──────── 原文 ────────

【成田悠輔】お金好きなエンジニアよ「お金が衰える未来」をどう生き延びる? 新著『22世紀の資本主義 やがてお金は絶滅する』
エンジニアに限ったことではないが、多くの社会人はお金が好きだ。お金につながるスキルアップやキャリアアップの話。収入アップに役立つ、再現性あるナレッジも大好きだ。事実、直接的であれ、間接的であれ、お金にまつわるテーマの記事はページビューが伸びやすい。
そんなお金に関心が高いエンジニアたちに投げかけてみたい。
「物やサービスに値段がついていて、その分だけお金を払えば誰でも買える」そんなお金(価値)の当たり前が消滅したら?
「お金がもはや必需品でなくなる日も近い」と予測し、その理由と兆候について具体例を挙げて考察したのが、経済学者・成田悠輔さんの新著『22世紀の資本主義 やがてお金は絶滅する』(文藝春秋・2025年2月20日発売)だ。
経済学者
成田悠輔さん(@narita_yusuke)
資本主義が大好きで大嫌い。専門は、データ・アルゴリズム・ポエムを使ったビジネスと公共政策の想像とデザイン。ウェブビジネスから教育政策まで幅広い社会課題解決に取り組み、多分野の学術誌・学会に研究を発表、多くの企業や自治体と共同事業を行う。東京大学卒業(最優等卒業論文に与えられる大内兵衛賞受賞)、マサチューセッツ工科大学(MIT)Ph.D. 取得。昼はイェール大学助教授、夜は半熟仮想㈱代表など兼歴任。内閣総理大臣賞、MITテクノロジーレビューInnovators under 35、ダボス会議(世界経済フォーラム)Young Global Leaders など受賞。著書『22世紀の民主主義││選挙はアルゴリズムになり、政治家はネコになる』、絵本翻訳『挫折しそうなときは、左折しよう』など
お金という物差しの支配力は弱まる
成田さん:投資でいくら儲けたとか資産がいくらになったとか生ぬるいことを言っている連中は滅びてほしい。そういうものが全部燃え尽きるような、本当の資本主義の話をしよう。
序盤から成田節が炸裂する本書では、そもそもお金とはなぜ存在してきたのか。存在した理由に触れる。
どんな経済活動や社会貢献をしてきたか、どれだけがんばったか怠けていたかといった人間の過去の行動履歴を単純な一次元に圧縮したものがお金だ。なぜお金を使って過去のギブ&テイクや貢献を測らなければならなかったのか?

──────── 項目 ────────

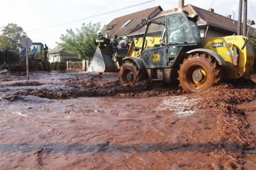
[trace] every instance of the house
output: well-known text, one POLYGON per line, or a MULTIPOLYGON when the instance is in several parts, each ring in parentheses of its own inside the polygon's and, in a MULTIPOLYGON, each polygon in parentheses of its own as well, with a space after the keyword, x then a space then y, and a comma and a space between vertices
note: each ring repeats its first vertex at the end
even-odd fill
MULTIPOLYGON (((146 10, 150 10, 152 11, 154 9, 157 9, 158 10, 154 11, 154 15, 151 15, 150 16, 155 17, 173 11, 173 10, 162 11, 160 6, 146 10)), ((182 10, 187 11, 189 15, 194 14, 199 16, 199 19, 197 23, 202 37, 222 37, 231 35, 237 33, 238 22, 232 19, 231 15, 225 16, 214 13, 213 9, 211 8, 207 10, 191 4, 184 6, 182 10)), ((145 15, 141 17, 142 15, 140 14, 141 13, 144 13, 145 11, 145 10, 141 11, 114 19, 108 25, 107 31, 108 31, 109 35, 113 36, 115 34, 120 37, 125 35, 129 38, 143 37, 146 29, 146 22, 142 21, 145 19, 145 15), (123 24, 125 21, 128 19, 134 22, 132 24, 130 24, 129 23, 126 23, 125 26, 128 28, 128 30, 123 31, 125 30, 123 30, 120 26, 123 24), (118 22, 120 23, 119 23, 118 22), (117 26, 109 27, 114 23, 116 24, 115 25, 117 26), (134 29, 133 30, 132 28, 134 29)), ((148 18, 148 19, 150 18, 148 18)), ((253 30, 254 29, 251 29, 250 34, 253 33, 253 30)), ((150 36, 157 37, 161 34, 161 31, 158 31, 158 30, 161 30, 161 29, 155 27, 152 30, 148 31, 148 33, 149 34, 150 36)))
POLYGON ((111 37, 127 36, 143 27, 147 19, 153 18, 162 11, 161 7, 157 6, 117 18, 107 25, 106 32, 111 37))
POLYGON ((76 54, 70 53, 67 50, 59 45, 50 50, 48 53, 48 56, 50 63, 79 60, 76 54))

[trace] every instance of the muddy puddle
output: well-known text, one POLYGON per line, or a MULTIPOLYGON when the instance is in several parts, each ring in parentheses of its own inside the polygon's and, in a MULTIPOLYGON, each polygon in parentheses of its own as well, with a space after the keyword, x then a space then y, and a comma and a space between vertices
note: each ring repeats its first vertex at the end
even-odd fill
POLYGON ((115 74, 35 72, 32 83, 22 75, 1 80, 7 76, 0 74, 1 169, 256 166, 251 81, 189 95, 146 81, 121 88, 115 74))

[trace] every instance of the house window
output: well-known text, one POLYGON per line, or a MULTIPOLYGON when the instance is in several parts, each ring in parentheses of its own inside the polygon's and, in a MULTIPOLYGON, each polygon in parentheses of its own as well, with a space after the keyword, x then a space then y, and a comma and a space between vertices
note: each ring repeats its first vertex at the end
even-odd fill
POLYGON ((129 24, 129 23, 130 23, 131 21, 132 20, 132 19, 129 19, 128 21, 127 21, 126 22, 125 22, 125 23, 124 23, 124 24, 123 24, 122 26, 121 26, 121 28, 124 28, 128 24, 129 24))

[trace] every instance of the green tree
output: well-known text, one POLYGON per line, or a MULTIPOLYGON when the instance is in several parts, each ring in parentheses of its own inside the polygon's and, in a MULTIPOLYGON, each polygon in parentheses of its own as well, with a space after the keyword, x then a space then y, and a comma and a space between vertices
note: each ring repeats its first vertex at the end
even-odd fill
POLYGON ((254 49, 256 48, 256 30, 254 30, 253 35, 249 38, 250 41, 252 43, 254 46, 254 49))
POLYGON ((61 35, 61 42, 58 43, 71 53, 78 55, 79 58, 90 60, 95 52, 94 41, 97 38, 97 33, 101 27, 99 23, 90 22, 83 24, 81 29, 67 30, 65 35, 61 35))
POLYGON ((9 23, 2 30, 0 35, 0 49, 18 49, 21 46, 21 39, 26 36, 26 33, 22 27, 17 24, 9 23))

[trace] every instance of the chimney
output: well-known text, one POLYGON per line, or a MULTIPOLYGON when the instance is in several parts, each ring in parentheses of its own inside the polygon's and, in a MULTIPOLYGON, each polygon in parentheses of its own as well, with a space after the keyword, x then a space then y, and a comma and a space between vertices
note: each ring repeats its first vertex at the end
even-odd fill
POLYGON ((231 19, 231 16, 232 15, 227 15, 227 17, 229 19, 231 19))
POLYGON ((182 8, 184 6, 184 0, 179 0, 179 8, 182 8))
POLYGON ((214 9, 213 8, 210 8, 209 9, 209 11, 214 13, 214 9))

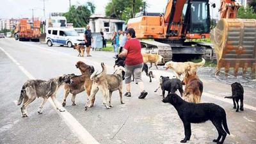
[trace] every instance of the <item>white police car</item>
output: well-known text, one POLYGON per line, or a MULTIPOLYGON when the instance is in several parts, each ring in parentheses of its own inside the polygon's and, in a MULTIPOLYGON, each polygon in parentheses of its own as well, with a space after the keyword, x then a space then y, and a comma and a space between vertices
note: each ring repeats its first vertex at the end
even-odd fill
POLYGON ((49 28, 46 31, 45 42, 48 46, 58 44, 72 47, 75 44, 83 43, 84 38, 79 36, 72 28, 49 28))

────────
──────── 項目 ────────

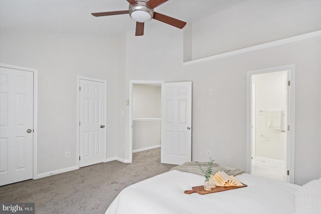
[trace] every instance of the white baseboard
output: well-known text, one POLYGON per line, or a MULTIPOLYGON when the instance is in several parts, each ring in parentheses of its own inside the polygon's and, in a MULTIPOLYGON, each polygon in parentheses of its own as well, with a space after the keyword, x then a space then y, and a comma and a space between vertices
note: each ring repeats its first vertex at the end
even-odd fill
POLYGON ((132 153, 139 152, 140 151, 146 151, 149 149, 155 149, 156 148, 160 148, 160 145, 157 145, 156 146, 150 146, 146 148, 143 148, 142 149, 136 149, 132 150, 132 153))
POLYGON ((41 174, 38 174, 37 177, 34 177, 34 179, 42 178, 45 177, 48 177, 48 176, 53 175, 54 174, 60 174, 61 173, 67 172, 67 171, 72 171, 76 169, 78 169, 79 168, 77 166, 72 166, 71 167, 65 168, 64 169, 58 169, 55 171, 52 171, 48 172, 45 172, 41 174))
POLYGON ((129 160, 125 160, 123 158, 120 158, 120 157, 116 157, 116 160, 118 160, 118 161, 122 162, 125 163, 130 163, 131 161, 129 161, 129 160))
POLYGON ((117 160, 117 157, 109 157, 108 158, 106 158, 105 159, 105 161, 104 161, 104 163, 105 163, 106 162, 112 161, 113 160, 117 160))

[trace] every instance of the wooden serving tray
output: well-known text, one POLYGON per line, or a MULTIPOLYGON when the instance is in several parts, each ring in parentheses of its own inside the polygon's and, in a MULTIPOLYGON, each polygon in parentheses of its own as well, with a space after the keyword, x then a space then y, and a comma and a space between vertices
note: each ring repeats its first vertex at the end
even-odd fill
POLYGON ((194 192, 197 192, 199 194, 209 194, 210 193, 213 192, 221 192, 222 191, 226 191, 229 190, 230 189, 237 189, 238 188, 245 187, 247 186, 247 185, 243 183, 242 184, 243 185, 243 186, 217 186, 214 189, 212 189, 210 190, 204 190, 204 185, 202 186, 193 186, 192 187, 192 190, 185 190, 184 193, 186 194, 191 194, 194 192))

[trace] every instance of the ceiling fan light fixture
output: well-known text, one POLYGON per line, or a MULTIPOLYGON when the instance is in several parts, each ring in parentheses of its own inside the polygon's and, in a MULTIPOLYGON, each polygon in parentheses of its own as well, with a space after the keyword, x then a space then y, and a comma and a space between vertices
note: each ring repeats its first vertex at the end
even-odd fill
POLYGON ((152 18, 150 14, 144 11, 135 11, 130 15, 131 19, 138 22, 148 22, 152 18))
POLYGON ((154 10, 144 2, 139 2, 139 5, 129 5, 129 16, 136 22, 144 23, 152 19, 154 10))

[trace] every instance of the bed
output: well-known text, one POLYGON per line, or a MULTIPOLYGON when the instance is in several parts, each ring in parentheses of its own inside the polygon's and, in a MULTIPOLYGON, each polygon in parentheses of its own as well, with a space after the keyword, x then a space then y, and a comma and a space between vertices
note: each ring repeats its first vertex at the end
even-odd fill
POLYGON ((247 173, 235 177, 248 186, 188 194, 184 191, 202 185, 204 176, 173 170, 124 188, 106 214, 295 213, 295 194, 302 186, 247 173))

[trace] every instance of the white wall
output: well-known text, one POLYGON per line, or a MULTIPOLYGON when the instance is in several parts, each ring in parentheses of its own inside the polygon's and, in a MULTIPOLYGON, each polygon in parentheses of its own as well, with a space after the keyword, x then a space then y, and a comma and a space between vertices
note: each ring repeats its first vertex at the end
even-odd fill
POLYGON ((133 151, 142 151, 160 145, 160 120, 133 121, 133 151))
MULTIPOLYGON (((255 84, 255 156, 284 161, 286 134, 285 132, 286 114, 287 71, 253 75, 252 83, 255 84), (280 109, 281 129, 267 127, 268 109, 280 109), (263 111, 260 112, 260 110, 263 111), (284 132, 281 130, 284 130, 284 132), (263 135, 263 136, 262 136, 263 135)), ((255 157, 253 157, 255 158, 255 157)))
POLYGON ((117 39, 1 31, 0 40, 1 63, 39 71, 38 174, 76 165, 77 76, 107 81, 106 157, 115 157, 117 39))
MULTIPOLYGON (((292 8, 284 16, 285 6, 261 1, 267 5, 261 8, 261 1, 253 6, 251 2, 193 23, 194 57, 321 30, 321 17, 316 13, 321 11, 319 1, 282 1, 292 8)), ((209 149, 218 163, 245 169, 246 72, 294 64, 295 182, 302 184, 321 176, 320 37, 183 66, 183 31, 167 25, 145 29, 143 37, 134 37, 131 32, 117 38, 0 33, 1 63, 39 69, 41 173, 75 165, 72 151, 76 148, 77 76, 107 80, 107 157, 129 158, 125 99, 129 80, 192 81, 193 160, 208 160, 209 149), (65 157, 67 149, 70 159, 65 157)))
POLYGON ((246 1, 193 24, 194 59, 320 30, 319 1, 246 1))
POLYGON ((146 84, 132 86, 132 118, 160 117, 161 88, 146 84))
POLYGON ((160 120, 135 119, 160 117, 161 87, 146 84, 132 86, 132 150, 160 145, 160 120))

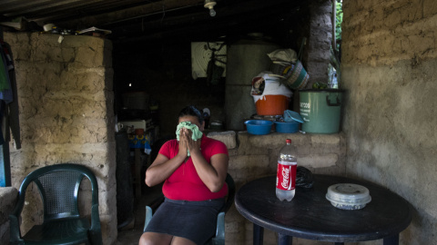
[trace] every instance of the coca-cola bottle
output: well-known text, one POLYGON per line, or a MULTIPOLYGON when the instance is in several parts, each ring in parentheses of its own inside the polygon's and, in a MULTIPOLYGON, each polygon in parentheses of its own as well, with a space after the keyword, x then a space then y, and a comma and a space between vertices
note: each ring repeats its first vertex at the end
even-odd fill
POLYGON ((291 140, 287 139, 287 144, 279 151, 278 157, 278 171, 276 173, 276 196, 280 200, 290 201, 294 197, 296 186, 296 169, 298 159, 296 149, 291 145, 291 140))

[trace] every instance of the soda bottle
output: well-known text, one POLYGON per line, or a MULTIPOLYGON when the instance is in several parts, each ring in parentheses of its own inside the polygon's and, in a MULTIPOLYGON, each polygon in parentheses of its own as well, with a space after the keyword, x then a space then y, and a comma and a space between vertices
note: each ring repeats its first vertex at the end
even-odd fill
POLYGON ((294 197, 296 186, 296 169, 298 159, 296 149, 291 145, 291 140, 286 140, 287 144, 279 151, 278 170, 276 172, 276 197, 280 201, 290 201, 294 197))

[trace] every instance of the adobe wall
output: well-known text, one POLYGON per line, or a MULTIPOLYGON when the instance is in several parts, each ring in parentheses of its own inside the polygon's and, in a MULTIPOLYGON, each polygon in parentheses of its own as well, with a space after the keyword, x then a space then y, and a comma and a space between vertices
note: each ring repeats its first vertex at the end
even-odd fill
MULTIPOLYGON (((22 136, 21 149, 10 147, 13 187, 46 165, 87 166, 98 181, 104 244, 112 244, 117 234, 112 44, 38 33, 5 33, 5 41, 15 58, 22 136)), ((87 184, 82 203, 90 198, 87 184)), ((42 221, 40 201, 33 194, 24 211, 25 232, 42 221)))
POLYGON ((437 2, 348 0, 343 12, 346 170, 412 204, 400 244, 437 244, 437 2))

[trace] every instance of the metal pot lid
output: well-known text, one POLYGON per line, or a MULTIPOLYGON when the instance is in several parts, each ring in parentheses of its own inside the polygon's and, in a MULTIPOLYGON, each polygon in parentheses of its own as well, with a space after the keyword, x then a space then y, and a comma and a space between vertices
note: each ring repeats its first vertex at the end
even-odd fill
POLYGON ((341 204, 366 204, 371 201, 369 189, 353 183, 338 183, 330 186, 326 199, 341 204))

────────

原文のうち、「そんなお金に関心が高いエンジニアたちに投げかけてみたい。」で始まり「らなければならなかったのか?」で終わる部分を、一字も変えずにそのまま書き写してください。

# [回答]
そんなお金に関心が高いエンジニアたちに投げかけてみたい。
「物やサービスに値段がついていて、その分だけお金を払えば誰でも買える」そんなお金(価値)の当たり前が消滅したら?
「お金がもはや必需品でなくなる日も近い」と予測し、その理由と兆候について具体例を挙げて考察したのが、経済学者・成田悠輔さんの新著『22世紀の資本主義 やがてお金は絶滅する』(文藝春秋・2025年2月20日発売)だ。
経済学者
成田悠輔さん(@narita_yusuke)
資本主義が大好きで大嫌い。専門は、データ・アルゴリズム・ポエムを使ったビジネスと公共政策の想像とデザイン。ウェブビジネスから教育政策まで幅広い社会課題解決に取り組み、多分野の学術誌・学会に研究を発表、多くの企業や自治体と共同事業を行う。東京大学卒業(最優等卒業論文に与えられる大内兵衛賞受賞)、マサチューセッツ工科大学(MIT)Ph.D. 取得。昼はイェール大学助教授、夜は半熟仮想㈱代表など兼歴任。内閣総理大臣賞、MITテクノロジーレビューInnovators under 35、ダボス会議(世界経済フォーラム)Young Global Leaders など受賞。著書『22世紀の民主主義││選挙はアルゴリズムになり、政治家はネコになる』、絵本翻訳『挫折しそうなときは、左折しよう』など
お金という物差しの支配力は弱まる
成田さん:投資でいくら儲けたとか資産がいくらになったとか生ぬるいことを言っている連中は滅びてほしい。そういうものが全部燃え尽きるような、本当の資本主義の話をしよう。
序盤から成田節が炸裂する本書では、そもそもお金とはなぜ存在してきたのか。存在した理由に触れる。
どんな経済活動や社会貢献をしてきたか、どれだけがんばったか怠けていたかといった人間の過去の行動履歴を単純な一次元に圧縮したものがお金だ。なぜお金を使って過去のギブ&テイクや貢献を測らなければならなかったのか?